◆ **Task goal**: Copy the lines from the one with "An image is provided above. Search it thoroughly for person" up to and including the one with "[151,235,323,477]". Shift every bounding box coordinate up by 31, and keep all the other lines the same.

◆ **Provided data**:
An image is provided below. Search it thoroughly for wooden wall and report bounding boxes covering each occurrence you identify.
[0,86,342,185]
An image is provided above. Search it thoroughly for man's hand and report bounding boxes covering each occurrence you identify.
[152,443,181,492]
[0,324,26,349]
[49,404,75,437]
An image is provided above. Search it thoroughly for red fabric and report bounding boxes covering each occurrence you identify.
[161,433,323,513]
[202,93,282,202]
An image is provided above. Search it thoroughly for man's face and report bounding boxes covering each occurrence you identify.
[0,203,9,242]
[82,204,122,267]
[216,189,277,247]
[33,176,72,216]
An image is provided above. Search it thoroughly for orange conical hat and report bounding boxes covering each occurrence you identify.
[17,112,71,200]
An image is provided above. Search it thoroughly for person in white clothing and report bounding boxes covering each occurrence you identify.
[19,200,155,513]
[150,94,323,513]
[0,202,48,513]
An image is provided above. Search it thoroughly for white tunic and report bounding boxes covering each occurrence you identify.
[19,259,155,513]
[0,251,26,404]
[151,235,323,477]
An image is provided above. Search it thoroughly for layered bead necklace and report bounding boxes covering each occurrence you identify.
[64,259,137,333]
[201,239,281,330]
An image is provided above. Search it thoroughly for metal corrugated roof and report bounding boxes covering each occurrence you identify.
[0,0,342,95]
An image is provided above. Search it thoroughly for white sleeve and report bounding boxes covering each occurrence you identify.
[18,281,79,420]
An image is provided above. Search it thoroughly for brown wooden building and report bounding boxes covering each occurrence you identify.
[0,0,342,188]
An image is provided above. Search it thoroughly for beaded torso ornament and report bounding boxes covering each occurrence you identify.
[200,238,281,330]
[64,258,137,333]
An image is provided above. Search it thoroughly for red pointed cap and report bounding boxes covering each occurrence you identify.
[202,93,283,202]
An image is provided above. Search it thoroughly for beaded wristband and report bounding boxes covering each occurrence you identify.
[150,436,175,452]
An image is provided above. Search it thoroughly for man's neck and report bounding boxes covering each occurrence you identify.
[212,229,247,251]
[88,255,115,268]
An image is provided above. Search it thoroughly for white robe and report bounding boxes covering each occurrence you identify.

◆ **Task output**:
An image is provided above. Search it thoroughly for person in white clothing and report bounding boxes covering each occurrence you identify.
[50,231,186,544]
[181,125,354,544]
[31,233,79,544]
An image is provided above. Search it thoroughly for white tunic and report bounding boxes covering each occurrence you identify.
[50,290,186,544]
[31,282,57,435]
[182,266,354,508]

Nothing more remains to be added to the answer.